## start
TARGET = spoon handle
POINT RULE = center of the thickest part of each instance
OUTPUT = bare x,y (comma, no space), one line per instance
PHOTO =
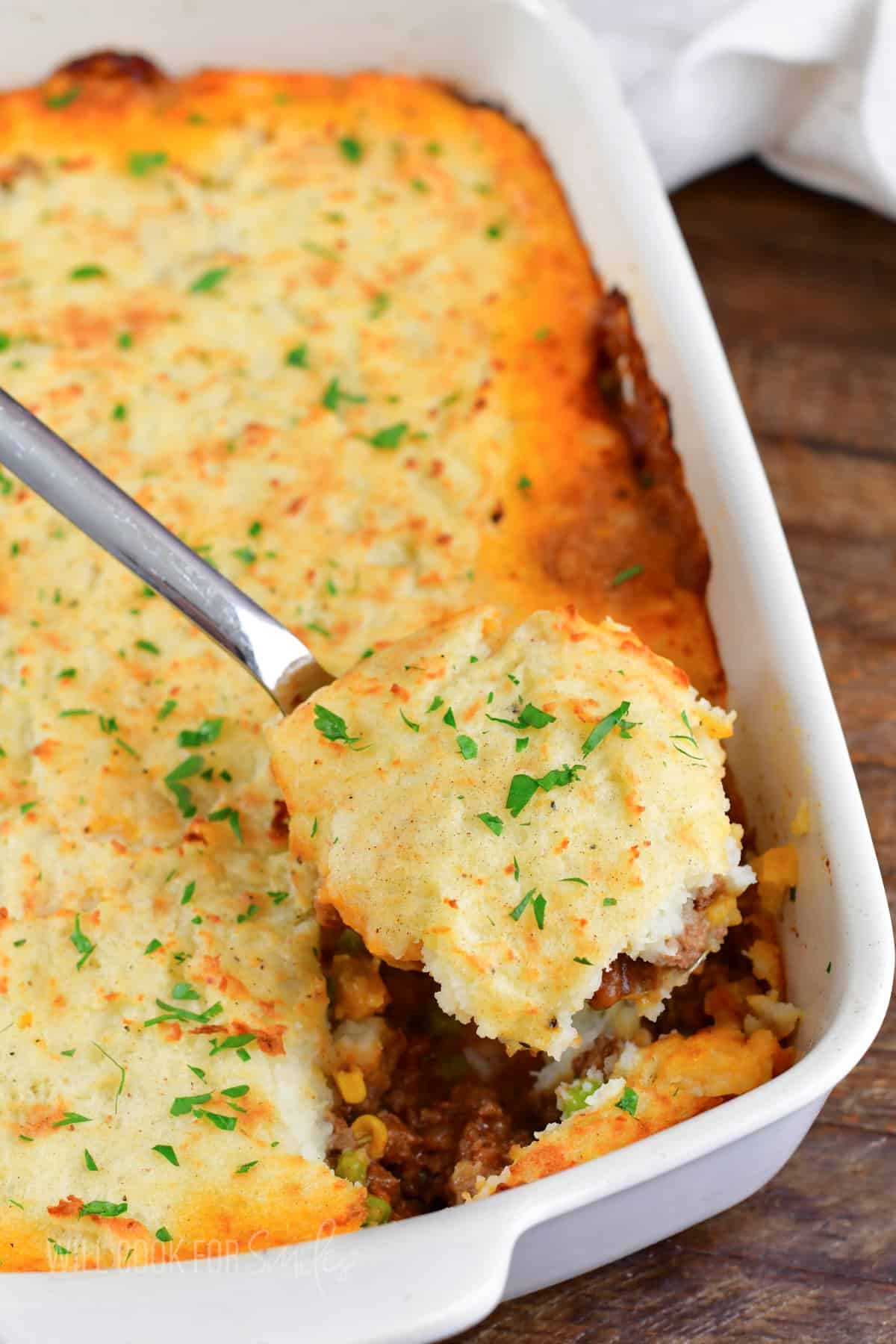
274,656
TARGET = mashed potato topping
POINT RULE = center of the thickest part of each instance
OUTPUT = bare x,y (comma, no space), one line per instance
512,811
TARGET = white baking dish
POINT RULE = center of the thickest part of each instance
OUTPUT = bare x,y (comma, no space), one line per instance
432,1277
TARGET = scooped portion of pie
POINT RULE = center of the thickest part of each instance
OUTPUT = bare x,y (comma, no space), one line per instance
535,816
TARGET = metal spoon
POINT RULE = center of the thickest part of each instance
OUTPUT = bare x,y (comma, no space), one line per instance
## end
- _INSTRUCTIONS TO FOLLOW_
Rewrite all the records with "thickest part" replaced by "widest part" everywhere it appears, leaving everything else unchanged. Omit the picture from your answer.

- _WORKED SOLUTION_
TARGET = spoon handle
POINT RULE = center of the widest part of each instance
OUTPUT = bare x,y (comma, no space), one line per instance
PHOTO =
274,656
TARGET = mashed potato topping
POINT RULE = center of the widest part of each instance
OUTPUT = bare x,y (comma, no space), one line per instance
512,811
TARGET = white baking dish
POINT RULE = center of the widest part of each instance
OUTPUT = bare x,y (comma, no space), one line per instance
432,1277
TARGET = scooped portion of pie
POINT RULE = center of the widest part of each instance
OUTPUT = bare x,y (comma, no space), one line per instance
535,816
TARGET = metal spoon
POINT RULE = center of the widest part of each instance
OUTPUT = bare x,y (comma, no space), one line per instance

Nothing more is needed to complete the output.